--- Provided data Enclosed Below ---

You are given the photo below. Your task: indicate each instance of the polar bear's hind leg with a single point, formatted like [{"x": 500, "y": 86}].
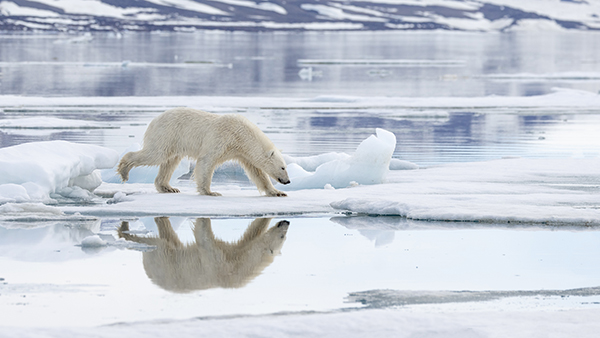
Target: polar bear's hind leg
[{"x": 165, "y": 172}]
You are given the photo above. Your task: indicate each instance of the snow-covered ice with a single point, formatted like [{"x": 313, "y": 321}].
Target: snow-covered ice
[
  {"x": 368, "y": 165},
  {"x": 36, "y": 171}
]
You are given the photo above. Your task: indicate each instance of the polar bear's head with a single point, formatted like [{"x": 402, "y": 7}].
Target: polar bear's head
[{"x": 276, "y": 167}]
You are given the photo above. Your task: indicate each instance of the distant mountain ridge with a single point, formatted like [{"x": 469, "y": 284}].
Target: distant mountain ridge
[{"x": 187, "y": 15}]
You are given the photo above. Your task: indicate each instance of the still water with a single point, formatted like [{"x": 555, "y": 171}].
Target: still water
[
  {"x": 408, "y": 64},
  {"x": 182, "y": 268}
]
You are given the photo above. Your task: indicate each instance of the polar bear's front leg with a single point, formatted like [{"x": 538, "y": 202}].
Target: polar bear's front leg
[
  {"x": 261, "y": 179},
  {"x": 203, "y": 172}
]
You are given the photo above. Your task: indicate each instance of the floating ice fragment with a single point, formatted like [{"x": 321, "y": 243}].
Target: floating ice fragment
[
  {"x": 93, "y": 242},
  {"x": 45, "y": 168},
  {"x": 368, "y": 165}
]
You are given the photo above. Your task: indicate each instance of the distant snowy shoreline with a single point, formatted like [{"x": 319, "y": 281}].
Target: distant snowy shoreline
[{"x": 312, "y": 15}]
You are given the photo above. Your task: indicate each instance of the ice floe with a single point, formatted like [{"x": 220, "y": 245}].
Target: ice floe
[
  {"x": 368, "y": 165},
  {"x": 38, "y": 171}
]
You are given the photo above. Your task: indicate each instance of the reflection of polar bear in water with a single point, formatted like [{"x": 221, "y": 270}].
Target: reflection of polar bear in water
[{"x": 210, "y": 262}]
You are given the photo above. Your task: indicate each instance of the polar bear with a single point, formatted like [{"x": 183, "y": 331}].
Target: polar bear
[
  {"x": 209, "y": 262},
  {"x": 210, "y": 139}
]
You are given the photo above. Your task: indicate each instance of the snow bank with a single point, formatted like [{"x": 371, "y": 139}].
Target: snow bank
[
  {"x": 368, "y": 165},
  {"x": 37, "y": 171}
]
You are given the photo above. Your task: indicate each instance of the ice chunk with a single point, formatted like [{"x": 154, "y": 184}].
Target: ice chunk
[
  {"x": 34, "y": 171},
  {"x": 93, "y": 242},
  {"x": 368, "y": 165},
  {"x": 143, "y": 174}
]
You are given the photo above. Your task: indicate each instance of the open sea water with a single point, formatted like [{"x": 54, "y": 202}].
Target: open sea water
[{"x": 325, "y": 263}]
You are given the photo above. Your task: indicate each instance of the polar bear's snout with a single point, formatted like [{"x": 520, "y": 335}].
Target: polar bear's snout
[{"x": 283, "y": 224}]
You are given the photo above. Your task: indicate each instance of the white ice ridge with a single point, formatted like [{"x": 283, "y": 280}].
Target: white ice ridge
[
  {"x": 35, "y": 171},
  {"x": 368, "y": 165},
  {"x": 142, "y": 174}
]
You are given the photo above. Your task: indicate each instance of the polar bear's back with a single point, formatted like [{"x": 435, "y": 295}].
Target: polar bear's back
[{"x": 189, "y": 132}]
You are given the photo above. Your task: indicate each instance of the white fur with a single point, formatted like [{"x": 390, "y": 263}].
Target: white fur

--- End of Enclosed Provided data ---

Directions
Pictures excluded, quote all the data above exactly.

Solution to the problem
You are given the photo below. Your task: indicate each instance of the polar bear's hind leg with a single point, formatted like [{"x": 500, "y": 86}].
Target: polar bear's hind leg
[{"x": 165, "y": 172}]
You are given the photo above. Your task: indicate each instance of the snow-covered ice with a single point, formatted like [{"x": 313, "y": 321}].
Target: snow-covered ice
[
  {"x": 368, "y": 165},
  {"x": 36, "y": 171}
]
You are given the photo above. Your task: indicate each instance of the polar bear's head with a single point, formatted like [{"x": 402, "y": 7}].
Target: polar bear's head
[{"x": 276, "y": 167}]
You are given the photo above. Your task: indicate each instance of the distant mountain ridge with a single point, formatted like [{"x": 469, "y": 284}].
Target: distant mountain ridge
[{"x": 187, "y": 15}]
You are given the photo above. Your task: indicate each instance of the still water with a single point, formatted like [{"x": 555, "y": 171}].
Target: still water
[
  {"x": 408, "y": 64},
  {"x": 182, "y": 268}
]
You are given the photo above. Your task: indicate each instance of the polar bear's front leg with a single point, formatted like [{"x": 538, "y": 202}].
Target: polar bear's front leg
[
  {"x": 261, "y": 179},
  {"x": 203, "y": 172}
]
You are given the photo above. Your task: indicate each instance of the floating ice fragment with a single point, formatted like [{"x": 321, "y": 243}].
Target: floating ice fragment
[
  {"x": 93, "y": 242},
  {"x": 45, "y": 168},
  {"x": 368, "y": 165}
]
You are given the photo above. Your task: indicate each instance of the distant snowy shoreline with a single point, formatted like [{"x": 319, "y": 281}].
Target: distant snowy shoreline
[{"x": 312, "y": 15}]
You are given the photo above. Your task: indicate each instance of the ice floe with a single point, formatted like [{"x": 220, "y": 245}].
Target: ice floe
[
  {"x": 368, "y": 165},
  {"x": 38, "y": 171}
]
You are given the photo above. Your task: indicate each instance of the reflection of polar bear in water with a single point, formatted like [{"x": 221, "y": 270}].
Target: reflection of polar bear in water
[{"x": 210, "y": 262}]
You are given the photo above. Your task: indicate each instance of the polar bear with a single point, formatted like [{"x": 183, "y": 331}].
Target: polar bear
[
  {"x": 209, "y": 262},
  {"x": 210, "y": 139}
]
You are given the photo above. Your task: indicate each instance of the snow bank with a single point, formatted like [{"x": 371, "y": 139}].
Target: snow bank
[
  {"x": 368, "y": 165},
  {"x": 37, "y": 171}
]
You are given the photo above. Your task: indicate each instance of the ice chunk with a single point, formatted like [{"x": 154, "y": 184}].
Target: ice chunk
[
  {"x": 34, "y": 171},
  {"x": 93, "y": 242},
  {"x": 368, "y": 165},
  {"x": 143, "y": 174}
]
You are given the photo above. Your task: indicate each instance of the open sea water with a single point, formatted like [{"x": 54, "y": 202}].
Target: open sea water
[{"x": 325, "y": 263}]
You are given the photo above. Your task: indicate each instance of the polar bear's snout with a single point, formatted like [{"x": 520, "y": 335}].
Target: polar bear's snout
[{"x": 283, "y": 224}]
You are given the photo above. Your task: indicate each instance of the white ice ridge with a single point, formatted like [{"x": 283, "y": 280}].
Target: white ice ridge
[
  {"x": 35, "y": 171},
  {"x": 368, "y": 165},
  {"x": 142, "y": 174}
]
You are given the photo above. Your task: indicate each instance of the polar bear's back with a single point, formatted like [{"x": 435, "y": 295}].
Target: polar bear's back
[{"x": 189, "y": 132}]
You are given the photo above. Your task: indicate each instance of the white fur with a single point, formatted like [{"x": 390, "y": 263}].
Target: white fur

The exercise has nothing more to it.